_Extracted text_

Already, much has been said about the road to recovery or ‘normality’ after coronavirus. Certainly, there are aspects of pre-Covid life we all want back. But the question of returning to life as before is up for debate in a more serious way than it was after previous crises, like the 2008 financial crash.
Plainly, long-term financial recovery will be a central part of governing from now on. However, the coronavirus pandemic has once again revealed inequitable workings of society and delivery of health and public services that need redressing as comprehensively as any economic strife.
We know that the black and minority ethnic (BAME) population is more susceptible to coronavirus than the white population, highlighting not only the pivotal front-facing roles BAME people play in the NHS, but rightly bringing back to the fore discussions of the many ways in which BAME people have poorer access to services and opportunity more widely.
The stats are similar for those from poorer backgrounds. Furthermore, we saw how island and rural communities could be susceptible in a concentrated way if a vital local shop or service became a hot-point of infection.
While these examples are specific to coronavirus, in truth they amplify the inequalities we know exist in many other ways.
To rectify these injustices, tackling inequity and inequality, and increasing of diversity, inclusion and equitable opportunity for all cannot be solely preferential outcomes on our path out of the pandemic. They must be fundamental components of the political and economic policies of recovery.
Not only is this the right and just thing to do but, helpfully, the numbers show that inclusive policies in business and government policy pave the way for greater economic prosperity.
Indeed, 2018 McKinsey research showed that companies with greater diversity performed better than their less-diverse competitors. Not only does diversity encourage creativity and new ways of seeing things, but allows space for those with differing experience perform in areas in which they can thrive.

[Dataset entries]
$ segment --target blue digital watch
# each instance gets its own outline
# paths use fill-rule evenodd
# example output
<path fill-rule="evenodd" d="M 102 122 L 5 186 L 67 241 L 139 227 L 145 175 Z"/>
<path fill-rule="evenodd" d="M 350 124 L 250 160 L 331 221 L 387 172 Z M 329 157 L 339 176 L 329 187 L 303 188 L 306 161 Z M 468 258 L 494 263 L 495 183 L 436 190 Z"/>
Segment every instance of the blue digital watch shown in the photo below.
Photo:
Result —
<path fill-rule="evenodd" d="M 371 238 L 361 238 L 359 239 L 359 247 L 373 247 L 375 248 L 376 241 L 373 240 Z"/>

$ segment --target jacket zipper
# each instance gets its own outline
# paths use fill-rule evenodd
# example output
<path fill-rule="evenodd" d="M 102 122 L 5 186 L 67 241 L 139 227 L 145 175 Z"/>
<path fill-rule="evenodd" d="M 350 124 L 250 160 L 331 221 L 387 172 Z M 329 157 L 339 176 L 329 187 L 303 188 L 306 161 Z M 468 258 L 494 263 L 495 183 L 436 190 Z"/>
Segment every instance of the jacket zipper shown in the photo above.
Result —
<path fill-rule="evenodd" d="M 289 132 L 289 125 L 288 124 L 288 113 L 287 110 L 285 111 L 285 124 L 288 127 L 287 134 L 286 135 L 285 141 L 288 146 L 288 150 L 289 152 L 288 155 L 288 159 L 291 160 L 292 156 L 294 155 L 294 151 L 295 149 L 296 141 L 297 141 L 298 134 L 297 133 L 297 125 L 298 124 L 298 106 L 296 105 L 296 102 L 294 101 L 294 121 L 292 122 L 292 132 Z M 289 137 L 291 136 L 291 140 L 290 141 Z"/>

_About this exercise_
Turn the paragraph of the article on recovery after coronavirus that begins "Indeed, 2018 McKinsey research" into a short list that keeps its main facts.

_Task answer_
- 2018 McKinsey research found that companies with greater diversity performed better than their less-diverse competitors.
- Diversity encourages creativity and new ways of seeing things.
- Diversity lets people with differing experience work in areas where they can thrive.